[INFORMATION]
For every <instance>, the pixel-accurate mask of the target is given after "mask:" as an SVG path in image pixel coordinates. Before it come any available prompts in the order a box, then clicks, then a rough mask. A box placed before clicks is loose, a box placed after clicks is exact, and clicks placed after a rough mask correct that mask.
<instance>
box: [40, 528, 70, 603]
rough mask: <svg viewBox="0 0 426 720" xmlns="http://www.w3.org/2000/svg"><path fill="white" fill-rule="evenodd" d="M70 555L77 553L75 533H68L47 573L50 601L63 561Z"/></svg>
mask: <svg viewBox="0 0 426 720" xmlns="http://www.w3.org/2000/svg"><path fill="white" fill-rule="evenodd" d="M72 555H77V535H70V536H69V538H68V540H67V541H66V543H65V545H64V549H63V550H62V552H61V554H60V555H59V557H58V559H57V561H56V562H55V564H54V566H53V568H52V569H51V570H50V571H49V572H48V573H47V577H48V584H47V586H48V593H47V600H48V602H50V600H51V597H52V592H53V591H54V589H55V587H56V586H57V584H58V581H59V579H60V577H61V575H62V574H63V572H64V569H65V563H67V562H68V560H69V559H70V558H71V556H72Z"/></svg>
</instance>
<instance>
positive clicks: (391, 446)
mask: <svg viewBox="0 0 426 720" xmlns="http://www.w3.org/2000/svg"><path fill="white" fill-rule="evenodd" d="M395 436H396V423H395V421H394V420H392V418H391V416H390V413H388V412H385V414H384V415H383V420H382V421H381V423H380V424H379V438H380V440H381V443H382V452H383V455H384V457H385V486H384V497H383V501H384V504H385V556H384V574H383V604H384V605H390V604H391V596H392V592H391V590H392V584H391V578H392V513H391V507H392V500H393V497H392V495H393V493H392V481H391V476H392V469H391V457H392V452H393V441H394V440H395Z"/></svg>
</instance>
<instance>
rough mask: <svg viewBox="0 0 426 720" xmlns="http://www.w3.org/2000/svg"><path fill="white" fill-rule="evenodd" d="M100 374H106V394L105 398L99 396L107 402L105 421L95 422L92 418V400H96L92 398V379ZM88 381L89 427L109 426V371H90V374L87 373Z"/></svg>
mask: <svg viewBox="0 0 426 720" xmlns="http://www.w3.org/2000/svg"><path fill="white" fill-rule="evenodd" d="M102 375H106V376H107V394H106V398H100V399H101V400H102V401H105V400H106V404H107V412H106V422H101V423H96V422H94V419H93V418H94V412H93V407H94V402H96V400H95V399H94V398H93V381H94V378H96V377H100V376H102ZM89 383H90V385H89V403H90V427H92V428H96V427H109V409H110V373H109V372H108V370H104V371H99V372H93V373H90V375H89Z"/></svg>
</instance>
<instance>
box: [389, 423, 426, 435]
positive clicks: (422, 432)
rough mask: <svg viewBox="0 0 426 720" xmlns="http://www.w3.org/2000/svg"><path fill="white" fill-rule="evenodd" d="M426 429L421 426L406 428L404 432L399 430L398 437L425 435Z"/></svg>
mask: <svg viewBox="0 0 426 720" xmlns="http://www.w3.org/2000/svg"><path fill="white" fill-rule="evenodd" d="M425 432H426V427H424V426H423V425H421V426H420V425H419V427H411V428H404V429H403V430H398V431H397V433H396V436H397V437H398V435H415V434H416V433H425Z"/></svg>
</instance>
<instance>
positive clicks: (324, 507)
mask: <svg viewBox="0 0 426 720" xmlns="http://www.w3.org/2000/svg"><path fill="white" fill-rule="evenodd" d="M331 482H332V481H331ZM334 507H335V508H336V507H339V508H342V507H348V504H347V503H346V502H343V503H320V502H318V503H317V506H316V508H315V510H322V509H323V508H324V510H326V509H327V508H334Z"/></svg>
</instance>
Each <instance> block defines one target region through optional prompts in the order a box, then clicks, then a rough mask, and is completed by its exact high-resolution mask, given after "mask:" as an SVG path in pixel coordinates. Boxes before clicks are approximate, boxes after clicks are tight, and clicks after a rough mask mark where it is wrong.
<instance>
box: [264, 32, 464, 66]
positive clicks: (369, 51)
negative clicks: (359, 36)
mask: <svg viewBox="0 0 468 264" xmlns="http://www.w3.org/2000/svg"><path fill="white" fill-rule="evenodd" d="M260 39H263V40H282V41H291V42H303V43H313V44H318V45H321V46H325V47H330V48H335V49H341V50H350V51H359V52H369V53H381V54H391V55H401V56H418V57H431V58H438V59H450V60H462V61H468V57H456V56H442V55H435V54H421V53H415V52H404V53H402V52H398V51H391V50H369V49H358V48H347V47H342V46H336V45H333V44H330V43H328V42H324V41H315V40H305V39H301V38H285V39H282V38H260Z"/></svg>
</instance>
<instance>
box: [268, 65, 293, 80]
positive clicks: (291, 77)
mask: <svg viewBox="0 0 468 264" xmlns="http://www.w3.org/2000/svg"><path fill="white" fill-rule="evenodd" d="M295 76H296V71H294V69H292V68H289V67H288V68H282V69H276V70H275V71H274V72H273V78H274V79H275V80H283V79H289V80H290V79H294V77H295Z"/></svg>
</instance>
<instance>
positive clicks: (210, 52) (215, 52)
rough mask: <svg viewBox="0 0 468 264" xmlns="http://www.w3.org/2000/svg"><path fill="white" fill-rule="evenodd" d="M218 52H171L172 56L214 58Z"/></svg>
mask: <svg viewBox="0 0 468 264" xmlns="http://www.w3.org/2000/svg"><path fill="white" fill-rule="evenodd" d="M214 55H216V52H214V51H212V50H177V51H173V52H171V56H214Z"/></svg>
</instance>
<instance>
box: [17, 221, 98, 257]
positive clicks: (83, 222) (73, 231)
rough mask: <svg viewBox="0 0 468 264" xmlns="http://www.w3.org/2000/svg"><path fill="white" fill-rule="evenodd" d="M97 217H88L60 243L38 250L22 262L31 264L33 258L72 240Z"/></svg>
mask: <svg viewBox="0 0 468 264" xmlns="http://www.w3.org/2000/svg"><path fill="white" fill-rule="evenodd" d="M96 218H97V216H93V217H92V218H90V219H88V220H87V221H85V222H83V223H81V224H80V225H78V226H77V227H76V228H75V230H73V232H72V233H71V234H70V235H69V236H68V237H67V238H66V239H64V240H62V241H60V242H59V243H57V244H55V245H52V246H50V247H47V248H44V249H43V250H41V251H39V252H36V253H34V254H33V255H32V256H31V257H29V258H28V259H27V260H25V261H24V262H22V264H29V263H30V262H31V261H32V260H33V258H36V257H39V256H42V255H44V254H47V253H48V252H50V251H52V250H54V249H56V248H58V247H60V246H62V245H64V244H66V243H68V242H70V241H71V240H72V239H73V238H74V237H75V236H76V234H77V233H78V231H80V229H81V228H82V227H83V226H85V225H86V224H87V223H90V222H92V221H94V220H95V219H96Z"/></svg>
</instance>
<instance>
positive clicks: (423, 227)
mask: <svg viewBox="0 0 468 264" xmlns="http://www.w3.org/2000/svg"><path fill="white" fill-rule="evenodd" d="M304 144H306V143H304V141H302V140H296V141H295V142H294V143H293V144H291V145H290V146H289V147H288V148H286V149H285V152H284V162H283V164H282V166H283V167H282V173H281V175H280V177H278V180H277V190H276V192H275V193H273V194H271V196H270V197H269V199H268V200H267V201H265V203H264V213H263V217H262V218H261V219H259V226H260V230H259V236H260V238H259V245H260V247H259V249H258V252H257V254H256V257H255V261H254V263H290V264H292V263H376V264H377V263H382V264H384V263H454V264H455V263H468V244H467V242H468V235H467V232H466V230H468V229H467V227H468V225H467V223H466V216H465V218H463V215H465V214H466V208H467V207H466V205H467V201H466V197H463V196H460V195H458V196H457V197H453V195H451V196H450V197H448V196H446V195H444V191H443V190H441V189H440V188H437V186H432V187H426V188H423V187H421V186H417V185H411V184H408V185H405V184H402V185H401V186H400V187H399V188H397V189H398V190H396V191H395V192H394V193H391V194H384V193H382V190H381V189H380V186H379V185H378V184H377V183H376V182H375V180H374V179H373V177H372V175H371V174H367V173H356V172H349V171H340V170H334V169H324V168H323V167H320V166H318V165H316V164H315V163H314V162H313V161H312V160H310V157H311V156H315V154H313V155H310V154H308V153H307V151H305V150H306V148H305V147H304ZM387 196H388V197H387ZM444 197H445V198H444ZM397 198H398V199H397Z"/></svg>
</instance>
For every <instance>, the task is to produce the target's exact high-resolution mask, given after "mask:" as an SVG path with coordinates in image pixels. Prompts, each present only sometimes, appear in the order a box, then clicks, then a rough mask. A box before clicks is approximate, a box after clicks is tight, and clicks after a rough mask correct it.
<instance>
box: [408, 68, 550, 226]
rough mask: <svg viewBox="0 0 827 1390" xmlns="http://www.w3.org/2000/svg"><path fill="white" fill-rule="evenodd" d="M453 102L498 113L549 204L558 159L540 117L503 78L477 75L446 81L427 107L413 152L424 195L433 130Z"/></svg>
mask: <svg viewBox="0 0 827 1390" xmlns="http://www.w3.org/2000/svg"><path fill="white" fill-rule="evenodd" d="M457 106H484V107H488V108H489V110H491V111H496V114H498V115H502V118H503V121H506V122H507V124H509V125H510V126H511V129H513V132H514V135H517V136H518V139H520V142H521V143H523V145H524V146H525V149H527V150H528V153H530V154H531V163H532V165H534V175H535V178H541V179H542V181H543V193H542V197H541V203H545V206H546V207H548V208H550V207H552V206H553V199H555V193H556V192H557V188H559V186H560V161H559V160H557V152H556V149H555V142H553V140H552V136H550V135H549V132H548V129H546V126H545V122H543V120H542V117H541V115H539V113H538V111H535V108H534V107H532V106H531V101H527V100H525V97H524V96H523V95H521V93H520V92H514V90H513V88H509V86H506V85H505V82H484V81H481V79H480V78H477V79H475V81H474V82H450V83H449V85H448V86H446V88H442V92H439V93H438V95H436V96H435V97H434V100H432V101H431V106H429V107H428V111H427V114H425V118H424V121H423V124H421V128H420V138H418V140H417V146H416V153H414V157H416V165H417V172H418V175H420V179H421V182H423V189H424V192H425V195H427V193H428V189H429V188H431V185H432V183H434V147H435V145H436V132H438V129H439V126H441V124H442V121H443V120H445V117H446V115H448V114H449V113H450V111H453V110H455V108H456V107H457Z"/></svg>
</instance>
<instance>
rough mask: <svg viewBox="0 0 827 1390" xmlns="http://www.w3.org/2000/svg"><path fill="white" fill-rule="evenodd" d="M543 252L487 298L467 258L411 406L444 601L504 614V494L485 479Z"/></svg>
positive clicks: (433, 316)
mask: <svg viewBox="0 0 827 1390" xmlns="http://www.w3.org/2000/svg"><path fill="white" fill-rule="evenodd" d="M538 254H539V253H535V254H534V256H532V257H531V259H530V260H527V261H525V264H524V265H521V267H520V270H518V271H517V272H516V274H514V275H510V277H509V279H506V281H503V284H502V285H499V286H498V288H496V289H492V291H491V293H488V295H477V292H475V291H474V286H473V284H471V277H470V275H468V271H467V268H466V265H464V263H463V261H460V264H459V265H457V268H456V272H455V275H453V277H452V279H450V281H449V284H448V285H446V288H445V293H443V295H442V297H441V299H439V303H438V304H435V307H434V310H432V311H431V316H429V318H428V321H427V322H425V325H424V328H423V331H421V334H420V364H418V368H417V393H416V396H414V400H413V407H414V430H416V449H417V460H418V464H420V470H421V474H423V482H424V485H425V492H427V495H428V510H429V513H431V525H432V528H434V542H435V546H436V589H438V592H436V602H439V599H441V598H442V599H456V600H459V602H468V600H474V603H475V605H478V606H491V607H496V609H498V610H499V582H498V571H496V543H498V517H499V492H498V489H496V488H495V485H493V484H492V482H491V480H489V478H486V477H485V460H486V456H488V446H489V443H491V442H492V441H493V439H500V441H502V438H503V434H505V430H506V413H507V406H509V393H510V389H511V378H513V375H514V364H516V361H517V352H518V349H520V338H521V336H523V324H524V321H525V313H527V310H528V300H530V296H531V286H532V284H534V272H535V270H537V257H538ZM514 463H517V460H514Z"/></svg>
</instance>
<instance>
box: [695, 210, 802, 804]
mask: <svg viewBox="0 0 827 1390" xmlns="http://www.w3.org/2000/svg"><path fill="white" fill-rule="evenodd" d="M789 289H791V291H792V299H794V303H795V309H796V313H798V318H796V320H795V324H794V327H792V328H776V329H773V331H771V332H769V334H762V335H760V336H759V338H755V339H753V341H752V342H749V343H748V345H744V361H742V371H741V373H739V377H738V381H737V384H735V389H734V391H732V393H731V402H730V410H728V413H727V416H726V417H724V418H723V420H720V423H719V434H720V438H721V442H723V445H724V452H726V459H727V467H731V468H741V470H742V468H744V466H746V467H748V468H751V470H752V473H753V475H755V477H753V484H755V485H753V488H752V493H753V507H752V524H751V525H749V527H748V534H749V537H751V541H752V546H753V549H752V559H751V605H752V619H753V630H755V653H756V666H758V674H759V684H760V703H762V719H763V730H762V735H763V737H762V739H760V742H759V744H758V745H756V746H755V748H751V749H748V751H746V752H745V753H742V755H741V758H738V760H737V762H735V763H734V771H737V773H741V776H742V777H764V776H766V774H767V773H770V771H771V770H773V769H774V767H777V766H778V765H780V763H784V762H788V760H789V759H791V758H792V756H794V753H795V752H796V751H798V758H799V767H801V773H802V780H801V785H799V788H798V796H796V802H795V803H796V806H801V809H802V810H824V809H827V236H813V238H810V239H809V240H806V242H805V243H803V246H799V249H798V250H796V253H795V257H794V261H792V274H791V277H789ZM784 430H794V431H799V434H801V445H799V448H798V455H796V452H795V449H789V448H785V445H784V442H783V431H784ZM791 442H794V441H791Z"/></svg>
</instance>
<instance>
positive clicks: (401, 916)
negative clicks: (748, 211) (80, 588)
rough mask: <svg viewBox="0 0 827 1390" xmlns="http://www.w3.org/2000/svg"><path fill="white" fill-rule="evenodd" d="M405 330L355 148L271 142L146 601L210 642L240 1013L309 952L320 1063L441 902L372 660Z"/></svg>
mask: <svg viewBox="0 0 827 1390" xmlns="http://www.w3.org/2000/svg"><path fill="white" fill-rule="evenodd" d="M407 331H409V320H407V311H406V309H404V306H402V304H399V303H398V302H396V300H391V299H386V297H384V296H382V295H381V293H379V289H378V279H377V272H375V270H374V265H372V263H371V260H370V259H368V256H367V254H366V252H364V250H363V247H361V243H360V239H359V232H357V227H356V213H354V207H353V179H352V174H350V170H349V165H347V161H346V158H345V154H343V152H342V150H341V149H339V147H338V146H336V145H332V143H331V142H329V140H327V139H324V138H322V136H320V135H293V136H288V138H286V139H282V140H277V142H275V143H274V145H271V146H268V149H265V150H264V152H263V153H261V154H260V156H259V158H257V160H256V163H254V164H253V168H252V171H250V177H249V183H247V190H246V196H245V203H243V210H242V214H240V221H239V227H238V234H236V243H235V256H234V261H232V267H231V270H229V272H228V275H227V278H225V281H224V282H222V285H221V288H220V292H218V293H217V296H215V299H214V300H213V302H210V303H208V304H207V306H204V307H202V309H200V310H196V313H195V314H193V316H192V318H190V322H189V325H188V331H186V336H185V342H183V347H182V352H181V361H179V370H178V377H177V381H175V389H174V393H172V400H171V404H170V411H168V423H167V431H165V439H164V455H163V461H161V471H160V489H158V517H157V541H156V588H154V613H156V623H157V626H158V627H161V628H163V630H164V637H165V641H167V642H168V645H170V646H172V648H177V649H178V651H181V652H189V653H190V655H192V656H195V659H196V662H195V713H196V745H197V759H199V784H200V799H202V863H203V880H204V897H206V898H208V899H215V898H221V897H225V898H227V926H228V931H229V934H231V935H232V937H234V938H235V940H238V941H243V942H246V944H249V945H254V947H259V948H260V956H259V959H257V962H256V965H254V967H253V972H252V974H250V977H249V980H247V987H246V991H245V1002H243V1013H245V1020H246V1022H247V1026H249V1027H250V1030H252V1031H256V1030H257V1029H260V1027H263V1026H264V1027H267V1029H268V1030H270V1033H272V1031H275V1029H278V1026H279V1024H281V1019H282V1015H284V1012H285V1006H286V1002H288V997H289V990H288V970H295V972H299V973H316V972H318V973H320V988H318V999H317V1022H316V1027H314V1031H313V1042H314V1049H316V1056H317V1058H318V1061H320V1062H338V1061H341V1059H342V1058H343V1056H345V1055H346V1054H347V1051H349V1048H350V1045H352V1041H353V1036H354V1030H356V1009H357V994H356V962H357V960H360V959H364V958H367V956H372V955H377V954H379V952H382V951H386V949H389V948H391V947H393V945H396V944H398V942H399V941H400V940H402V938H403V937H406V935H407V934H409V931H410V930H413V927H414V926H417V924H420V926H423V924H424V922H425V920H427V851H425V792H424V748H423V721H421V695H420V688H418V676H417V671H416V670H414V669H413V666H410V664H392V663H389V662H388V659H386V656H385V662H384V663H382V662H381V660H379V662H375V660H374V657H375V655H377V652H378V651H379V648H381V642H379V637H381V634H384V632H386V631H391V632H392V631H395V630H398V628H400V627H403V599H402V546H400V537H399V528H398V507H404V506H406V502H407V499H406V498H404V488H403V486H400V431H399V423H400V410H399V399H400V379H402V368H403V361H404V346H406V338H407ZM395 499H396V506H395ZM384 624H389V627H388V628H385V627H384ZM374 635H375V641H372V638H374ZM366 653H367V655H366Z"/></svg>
[/INFORMATION]
List every line of the data above that contains the word "correct". Treat uppercase and lowercase letters as different.

For every <instance>, the pixel-accurate mask of the target is given after "mask:" as an SVG path in image pixel coordinates. Before it come any available prompts in the order a box, then clicks, then a rough mask. A box placed before clicks is loose, a box placed after clicks is exact, and clicks placed after a rough mask correct that mask.
For every <instance>, the task is to produce the target's exact high-resolution mask, given after "mask:" as an SVG path with coordinates in image pixels. Prompts, each present only sometimes, appear in the order a box, then clicks, then a rough mask. A box before clicks is approximate, a box after clicks is tight, and clicks after a rough mask correct it.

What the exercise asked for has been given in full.